Page text:
=======

A graphic that spans the length of a consecutive year (February 13 2024 - February 12, 2025) that represents water levels at the Mississippi River. The timeseries graph illustrates the changes of water levels due to inputs. The vertical axis has bands color-coded based on a pre-defined levels that are used to convey information about flood potential for the river. — Figure 2.4: Screenshot of annual streamflow data from the Mississippi River at the United States Geological Survey measurement station in Saint Paul, Minnesota USGS in Saint Paul. The different color bands are used to communicated flood potential information for the river. Site information directly accessible at https://waterdata.usgs.gov/monitoring-location/05331000.

The data in Figure 2.4 highlight about the dynamic nature of a river in an urban environment. The coloring on the graph indicated different levels of flood stages:

10 - 14 feet (yellow): Action stage
14 - 15 feet (orange): Minor flood stage
15 - 17 feet (red): Moderate flood stage
Greater than 17 feet (purple): Major flood stage

The rapid increase and decrease in the gage height over the course of the year indicates pulses due to rain events (May to July 2024), which was an exceptionally wet time in Minnesota.

Figure 2.5 displays a screenshot of the file structure as displayed in a text editor.

Screenshot of daily water level data reported at a measuring station for the United States Geological Survey in Saint Paul. This image conveys several lines of text that begin with a hashtag. The table has six columns for the data. — Figure 2.5: Image of the input data file used to generate the plot in Figure 2.4.

This information shown in Figure 2.5 looks different from Figure 2.2. The first few lines prefaced by a hashtag (#) denote header information - which could indicate how the data originated or its provenance, along with other notes and information. We need to make sure that any program that attempts to load this file ignores all the lines that start with the hashtag. Using a text editor, direct inspection of the lines that follow the hashtags suggests the tab (\t) as a possible delimiter. For this file we can’t use read_csv because this is a text file. In R, the function read_tsv allows for easy reading, using the option comment = “#” to ignore the whitespace.³ Python pandas does not have read_tsv, but read_csv with the delimiter \t.

=======

Dataset excerpts:
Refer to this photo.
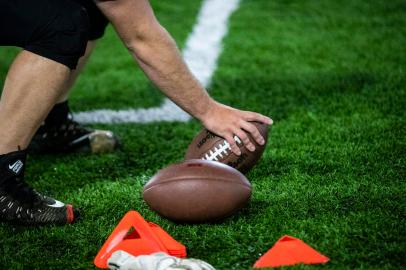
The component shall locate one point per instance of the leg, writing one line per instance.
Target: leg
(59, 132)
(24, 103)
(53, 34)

=======

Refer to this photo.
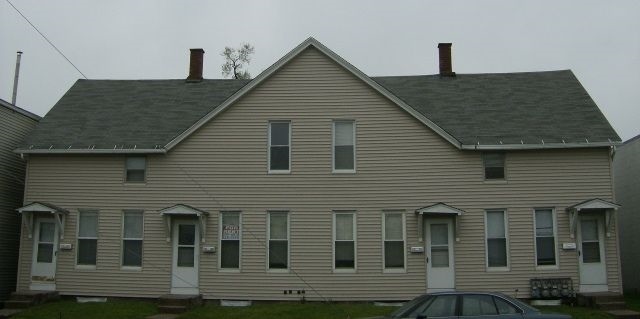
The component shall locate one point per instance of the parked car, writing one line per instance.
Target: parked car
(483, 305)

=======

Stated task:
Judge whether each statement below agrees with the Mississippi River gage text, giving yes or no and quoting the deciding words of the text exactly: (a) the orange band on the graph marks the minor flood stage; (b) the data file in Figure 2.5 has eight columns; (c) May to July 2024 was an exceptionally wet time in Minnesota.

Response below:
(a) Yes: "14 - 15 feet (orange): Minor flood stage"
(b) No: "The table has six columns for the data."
(c) Yes: "which was an exceptionally wet time in Minnesota"